REQUEST 1: In the blog excerpt, rewrite the passage from "While it is" to "set to Linear.)", substituting "streaming version" for "flash version".
• • • • • • •
Today, however, I had one of those moments. I’m a compression geek, with a focus on high-performance decompression. I’ve always wondered how well real-time disk compression products like Stacker, Drivespace, Doublespace, SuperStor, EZDrive, etc. performed. How fast were they at compression? Decompression? How much compression did each achieve on a set of test data? Well, today I stumbled across this:

Real-time Data Compression Algorithms’ Benchmarks

After everyone is in bed tonight, I am setting aside an entire hour with a comfy chair to sit in and a pop to just… soak it all in.

Just a quick note that I’ve rewritten the 8088 Corruption page substantially, posted a new video player, and posted all of the sample videos in my talk along with a few extra ones.

I appreciate all of the nice comments I’ve gotten regarding my lack of motivation (ie. possible depression); again, thanks.  I’m battling it now with a mixture of work, playing Worms with the kids, trying to speed up 8088flex even more, and a mystery fourth ingredient.  What could it be?  Why, it’s mysterious!  When I finish ingesting the fourth ingredient, I’ll post about it here.  It’s… immersing.

I had hoped to completely update the 8088 Corruption webpages before posting this, but it’s going to be at least another week and people have been asking me for it, so: An edited video of my NOTACON/Block Party 8088 Corruption Explained talk is available at archive.org. All of the embarrassing and missing parts have been fixed, added, edited, massaged, spindled, and mutilated, and it should be completely watchable. I replaced most of the bad video-camera-aimed-at-the-monitor footage with the actual conversion footage, filled in the hey-where’d-my-electricity-go? missing section with a voiceover, replaced all filmed slides with the actual slides, and took out two embarrassing swears (embarrassing not because they were swear words, but because I was nervous and stumbled over them).

While it is tempting to watch the flash version in a browser, I went through a great deal of trouble to make the MPEG-2 version perfect, including true 60Hz video in places. If you can spare the time, grab the MPEG-2 version and watch it on a real set-top dvd player for full effect. (Or a software player that isn’t broken; for example, use my favorite MPEG-2 player, VLC, with Deinterlace set to Linear.)

Work and home have been particularly busy this week and will be next week, so I apologize in advance for not having the extra movies, updated 8088 player, full source code, etc. available on the website yet. When I do, I’ll make a note of it in this blog.

I’m rewriting the 8088 Corruption player for the talk I’m giving at Block Party. No doubt this is a form of procrastination (I haven’t even done any PowerPoint slides yet) but I also have a fear of the player crashing when I’m showing it off, which would be a serious blow to my fragile ego. For one particular demonstration, I was going to wow the audience with a double-rate version of Corruption. Yes, 60 frames per second on an XT. The memory speed is there, but there’s so little CPU time left over that the poor disk can’t keep memory filled, and it rebuffers constantly — every four seconds, which is hardly fun to watch.

(This is going somewhere; trust me.)
• • • • • • •
REQUEST 2: List every line of the rows below that contains the string "tire", matching case exactly.

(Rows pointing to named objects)
• • • • • • •
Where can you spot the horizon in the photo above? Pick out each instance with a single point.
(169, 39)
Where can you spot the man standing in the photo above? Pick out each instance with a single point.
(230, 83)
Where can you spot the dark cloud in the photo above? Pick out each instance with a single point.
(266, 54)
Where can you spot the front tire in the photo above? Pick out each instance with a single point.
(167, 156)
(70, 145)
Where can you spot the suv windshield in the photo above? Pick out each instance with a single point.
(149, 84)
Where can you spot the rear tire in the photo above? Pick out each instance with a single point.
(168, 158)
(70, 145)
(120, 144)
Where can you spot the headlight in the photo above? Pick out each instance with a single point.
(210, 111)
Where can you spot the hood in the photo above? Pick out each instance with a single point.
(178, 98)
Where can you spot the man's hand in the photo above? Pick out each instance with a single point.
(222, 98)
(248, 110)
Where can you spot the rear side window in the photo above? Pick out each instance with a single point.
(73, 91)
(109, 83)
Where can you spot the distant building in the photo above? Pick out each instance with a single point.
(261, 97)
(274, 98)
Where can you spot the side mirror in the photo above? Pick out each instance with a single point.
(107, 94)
• • • • • • •
FINAL ANSWER 1:
While it is tempting to watch the streaming version in a browser, I went through a great deal of trouble to make the MPEG-2 version perfect, including true 60Hz video in places. If you can spare the time, grab the MPEG-2 version and watch it on a real set-top dvd player for full effect. (Or a software player that isn’t broken; for example, use my favorite MPEG-2 player, VLC, with Deinterlace set to Linear.)

FINAL ANSWER 2:
Where can you spot the front tire in the photo above? Pick out each instance with a single point.
Where can you spot the rear tire in the photo above? Pick out each instance with a single point.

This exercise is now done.